[Task goal] In the entries below, find each line bearing the string "water" and copy it.

[Input records]
------------------------------------
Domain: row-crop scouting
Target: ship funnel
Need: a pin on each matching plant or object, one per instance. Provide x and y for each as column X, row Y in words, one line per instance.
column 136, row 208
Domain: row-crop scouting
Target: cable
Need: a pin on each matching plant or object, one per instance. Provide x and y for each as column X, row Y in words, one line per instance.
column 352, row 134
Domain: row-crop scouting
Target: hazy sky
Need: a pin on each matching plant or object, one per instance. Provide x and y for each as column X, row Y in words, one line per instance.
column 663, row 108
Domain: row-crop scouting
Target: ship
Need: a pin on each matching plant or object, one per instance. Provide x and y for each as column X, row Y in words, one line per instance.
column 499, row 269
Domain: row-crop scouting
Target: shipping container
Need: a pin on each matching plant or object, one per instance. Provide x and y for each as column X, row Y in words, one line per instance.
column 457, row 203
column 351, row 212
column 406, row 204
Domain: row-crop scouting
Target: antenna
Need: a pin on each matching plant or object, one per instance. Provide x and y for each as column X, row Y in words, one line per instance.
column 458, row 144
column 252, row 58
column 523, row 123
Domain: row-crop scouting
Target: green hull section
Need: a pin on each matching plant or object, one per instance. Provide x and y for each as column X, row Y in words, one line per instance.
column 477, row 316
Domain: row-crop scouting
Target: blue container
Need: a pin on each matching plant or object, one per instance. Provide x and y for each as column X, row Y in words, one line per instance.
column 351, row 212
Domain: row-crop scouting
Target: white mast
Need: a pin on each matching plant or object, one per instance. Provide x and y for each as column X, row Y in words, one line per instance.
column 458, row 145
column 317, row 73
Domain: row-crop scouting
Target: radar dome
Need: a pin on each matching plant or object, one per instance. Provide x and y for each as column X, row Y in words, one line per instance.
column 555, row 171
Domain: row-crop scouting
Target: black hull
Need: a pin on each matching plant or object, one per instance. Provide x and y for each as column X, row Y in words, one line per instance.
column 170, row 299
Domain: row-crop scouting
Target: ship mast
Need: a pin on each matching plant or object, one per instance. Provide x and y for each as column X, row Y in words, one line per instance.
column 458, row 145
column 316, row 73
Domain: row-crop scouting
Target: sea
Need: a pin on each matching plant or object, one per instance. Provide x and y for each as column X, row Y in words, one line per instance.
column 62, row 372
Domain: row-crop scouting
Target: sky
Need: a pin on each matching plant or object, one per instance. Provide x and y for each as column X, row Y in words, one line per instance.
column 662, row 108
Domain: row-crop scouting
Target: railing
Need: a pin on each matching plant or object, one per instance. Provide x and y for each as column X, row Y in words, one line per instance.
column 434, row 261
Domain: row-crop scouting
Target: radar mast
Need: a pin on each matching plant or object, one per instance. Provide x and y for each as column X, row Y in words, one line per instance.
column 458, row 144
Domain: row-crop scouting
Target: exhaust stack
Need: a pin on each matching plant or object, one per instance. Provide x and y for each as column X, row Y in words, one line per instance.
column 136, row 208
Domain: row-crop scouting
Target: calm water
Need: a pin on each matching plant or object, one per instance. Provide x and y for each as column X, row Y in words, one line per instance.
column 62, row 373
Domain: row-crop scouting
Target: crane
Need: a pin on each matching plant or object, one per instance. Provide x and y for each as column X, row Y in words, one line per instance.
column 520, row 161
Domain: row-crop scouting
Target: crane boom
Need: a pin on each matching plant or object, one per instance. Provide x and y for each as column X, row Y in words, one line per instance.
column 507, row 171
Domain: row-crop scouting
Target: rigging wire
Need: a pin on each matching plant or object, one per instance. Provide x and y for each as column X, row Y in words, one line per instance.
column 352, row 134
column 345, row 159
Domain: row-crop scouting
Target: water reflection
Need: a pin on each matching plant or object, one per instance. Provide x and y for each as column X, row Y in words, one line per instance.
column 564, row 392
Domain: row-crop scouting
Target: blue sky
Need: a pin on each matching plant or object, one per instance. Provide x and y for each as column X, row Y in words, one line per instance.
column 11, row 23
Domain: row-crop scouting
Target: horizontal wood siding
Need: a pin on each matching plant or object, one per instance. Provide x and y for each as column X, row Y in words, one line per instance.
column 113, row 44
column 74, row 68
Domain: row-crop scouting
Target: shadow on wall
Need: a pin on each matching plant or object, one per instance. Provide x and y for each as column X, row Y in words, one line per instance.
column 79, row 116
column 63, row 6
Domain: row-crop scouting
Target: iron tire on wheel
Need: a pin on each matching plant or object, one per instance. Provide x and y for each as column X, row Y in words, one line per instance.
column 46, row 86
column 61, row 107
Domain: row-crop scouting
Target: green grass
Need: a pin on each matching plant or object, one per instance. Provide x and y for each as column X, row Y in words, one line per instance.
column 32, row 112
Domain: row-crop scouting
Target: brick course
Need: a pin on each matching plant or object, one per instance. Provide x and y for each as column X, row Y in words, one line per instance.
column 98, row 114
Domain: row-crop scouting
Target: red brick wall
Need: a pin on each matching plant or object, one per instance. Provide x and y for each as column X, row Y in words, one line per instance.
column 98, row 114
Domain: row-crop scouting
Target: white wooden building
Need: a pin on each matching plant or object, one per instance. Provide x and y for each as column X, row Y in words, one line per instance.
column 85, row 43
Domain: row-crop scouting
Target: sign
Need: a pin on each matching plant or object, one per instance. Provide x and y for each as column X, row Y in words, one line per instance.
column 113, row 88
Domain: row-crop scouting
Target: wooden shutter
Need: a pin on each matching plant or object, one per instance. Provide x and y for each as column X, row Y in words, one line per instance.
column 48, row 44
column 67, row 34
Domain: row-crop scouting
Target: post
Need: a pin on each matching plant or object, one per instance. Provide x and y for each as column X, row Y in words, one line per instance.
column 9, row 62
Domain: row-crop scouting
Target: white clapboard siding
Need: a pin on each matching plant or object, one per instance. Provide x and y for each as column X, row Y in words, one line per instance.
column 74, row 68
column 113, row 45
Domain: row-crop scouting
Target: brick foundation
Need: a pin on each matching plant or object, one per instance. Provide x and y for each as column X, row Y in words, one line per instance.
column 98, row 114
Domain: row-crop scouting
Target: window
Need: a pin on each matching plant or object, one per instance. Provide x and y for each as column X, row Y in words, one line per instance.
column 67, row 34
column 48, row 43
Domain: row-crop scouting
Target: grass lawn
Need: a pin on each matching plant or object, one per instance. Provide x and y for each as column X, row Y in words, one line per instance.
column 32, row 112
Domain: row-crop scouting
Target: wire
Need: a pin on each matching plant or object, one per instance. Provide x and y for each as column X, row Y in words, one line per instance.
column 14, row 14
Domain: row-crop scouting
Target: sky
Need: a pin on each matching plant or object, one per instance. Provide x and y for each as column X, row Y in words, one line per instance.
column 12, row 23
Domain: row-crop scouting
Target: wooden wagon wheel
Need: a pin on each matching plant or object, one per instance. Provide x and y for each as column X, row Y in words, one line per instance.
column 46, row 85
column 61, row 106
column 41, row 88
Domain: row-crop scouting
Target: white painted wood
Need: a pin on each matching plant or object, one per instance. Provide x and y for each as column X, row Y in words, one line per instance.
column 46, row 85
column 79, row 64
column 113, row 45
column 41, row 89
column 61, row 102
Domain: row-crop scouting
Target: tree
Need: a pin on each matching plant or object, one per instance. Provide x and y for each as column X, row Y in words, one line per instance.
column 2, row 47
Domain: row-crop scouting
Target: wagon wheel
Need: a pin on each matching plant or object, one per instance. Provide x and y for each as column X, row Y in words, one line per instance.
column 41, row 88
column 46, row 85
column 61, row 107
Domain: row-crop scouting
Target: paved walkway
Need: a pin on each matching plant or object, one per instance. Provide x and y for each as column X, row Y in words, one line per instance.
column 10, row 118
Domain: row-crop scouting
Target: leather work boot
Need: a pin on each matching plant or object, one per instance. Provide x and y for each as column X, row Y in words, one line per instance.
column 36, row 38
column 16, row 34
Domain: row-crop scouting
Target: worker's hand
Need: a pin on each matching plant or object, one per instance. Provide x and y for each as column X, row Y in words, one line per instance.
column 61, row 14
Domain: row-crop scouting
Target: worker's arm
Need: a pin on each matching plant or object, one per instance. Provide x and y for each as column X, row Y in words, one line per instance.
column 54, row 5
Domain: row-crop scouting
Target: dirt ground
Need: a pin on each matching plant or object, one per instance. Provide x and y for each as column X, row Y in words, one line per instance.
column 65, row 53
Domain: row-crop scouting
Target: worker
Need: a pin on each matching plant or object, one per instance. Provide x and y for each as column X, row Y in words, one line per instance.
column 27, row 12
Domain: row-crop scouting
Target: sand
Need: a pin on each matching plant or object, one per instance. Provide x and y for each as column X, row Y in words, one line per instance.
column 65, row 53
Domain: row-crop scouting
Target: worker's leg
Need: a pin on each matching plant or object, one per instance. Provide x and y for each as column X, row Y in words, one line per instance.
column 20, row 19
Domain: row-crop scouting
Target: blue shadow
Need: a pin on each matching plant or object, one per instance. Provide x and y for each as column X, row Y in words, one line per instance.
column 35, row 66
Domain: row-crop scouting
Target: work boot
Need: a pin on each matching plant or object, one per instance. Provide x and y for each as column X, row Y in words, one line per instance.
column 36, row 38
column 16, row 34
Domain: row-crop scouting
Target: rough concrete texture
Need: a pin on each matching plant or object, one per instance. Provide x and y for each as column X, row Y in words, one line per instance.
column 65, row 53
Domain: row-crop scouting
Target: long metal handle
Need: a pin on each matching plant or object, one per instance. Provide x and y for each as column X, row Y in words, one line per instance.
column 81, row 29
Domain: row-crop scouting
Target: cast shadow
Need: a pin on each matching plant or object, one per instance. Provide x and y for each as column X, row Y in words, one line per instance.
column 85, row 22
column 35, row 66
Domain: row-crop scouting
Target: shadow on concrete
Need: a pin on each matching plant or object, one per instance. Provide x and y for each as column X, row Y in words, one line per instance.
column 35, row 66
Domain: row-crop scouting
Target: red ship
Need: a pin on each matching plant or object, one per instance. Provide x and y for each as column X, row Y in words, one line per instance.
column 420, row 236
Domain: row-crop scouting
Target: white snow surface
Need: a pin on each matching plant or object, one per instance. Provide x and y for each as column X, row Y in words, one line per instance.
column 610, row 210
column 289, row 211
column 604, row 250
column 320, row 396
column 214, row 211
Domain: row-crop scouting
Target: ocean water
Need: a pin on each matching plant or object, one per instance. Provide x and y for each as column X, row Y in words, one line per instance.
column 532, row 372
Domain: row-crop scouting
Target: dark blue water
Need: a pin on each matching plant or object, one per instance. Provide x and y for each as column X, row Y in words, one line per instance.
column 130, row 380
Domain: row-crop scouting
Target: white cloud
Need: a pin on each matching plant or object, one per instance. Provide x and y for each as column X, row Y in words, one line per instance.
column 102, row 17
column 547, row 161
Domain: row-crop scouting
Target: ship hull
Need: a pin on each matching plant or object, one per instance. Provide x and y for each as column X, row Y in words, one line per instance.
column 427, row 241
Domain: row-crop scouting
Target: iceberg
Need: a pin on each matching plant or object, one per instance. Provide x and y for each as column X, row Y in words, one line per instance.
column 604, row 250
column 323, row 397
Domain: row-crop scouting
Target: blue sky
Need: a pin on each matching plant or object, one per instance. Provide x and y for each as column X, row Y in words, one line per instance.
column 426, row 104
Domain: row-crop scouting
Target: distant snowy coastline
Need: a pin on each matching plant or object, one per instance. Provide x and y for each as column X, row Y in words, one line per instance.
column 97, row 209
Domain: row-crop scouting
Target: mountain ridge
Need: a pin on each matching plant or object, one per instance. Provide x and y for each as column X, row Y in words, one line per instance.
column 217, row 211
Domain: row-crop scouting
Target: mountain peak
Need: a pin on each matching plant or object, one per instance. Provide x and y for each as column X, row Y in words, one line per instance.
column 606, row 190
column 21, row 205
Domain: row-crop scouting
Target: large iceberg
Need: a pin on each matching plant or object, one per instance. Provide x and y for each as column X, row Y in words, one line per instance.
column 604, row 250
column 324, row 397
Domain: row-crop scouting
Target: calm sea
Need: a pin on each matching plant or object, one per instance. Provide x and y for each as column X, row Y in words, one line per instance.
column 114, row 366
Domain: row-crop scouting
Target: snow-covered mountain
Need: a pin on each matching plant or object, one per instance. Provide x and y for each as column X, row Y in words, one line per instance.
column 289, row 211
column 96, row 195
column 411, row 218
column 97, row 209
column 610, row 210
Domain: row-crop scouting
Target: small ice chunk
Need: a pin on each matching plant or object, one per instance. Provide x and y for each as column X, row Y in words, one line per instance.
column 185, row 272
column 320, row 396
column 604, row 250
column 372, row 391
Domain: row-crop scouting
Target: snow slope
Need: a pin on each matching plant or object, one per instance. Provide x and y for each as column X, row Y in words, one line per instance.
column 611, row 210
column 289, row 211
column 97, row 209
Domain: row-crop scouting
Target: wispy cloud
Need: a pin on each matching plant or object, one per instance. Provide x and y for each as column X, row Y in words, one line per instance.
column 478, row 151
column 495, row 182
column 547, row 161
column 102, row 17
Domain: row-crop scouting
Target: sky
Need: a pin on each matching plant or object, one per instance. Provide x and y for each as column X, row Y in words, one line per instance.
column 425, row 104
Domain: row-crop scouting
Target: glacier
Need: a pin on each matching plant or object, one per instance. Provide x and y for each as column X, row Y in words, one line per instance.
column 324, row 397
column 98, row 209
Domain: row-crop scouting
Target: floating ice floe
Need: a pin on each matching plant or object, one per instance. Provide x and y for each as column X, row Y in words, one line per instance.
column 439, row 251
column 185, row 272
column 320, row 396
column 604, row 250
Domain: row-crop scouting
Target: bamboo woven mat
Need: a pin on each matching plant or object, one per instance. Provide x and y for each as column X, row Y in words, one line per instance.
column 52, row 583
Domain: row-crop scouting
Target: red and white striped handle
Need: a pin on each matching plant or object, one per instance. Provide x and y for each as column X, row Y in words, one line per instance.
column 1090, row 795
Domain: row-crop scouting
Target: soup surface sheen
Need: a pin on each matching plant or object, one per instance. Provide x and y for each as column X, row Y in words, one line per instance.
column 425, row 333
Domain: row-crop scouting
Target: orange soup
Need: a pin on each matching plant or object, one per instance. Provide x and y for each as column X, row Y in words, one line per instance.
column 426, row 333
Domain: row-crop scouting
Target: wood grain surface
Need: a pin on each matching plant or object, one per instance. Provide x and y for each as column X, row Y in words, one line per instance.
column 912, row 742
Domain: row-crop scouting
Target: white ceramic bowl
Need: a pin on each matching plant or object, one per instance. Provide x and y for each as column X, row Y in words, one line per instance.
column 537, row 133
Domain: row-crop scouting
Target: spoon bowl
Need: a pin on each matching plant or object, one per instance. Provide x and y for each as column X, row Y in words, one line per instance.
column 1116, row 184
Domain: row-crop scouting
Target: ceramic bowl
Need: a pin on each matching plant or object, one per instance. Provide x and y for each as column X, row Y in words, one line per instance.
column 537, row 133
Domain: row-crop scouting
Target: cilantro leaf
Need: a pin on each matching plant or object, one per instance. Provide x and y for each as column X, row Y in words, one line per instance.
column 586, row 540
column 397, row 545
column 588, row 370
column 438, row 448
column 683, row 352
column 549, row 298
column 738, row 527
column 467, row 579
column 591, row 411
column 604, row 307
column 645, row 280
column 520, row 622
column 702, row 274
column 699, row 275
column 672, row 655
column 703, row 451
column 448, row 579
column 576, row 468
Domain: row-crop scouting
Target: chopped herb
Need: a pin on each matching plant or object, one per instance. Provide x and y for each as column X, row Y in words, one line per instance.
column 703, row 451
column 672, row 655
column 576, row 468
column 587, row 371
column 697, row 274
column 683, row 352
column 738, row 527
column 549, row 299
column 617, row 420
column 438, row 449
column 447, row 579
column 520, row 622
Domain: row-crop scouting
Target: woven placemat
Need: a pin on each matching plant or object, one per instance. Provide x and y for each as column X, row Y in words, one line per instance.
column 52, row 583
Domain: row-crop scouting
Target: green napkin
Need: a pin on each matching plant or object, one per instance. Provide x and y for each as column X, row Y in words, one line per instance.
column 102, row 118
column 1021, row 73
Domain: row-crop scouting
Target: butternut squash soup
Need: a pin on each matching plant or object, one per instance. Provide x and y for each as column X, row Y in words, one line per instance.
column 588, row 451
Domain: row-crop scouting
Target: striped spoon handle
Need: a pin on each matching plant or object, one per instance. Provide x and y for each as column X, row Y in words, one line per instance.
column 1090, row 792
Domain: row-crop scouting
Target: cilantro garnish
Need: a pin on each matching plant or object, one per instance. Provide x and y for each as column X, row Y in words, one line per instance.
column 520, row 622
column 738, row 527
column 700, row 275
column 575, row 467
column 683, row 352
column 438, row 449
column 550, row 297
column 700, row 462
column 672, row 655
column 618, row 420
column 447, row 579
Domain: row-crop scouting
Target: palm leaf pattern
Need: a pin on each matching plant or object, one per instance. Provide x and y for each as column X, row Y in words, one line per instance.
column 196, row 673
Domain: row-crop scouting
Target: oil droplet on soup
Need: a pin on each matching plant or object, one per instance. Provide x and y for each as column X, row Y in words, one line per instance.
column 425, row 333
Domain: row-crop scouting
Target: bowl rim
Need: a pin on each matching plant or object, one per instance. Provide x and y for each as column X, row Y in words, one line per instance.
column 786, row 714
------------------------------------
[Output]
Target: calm water
Target: water reflection
Target: ocean water
Target: dark blue water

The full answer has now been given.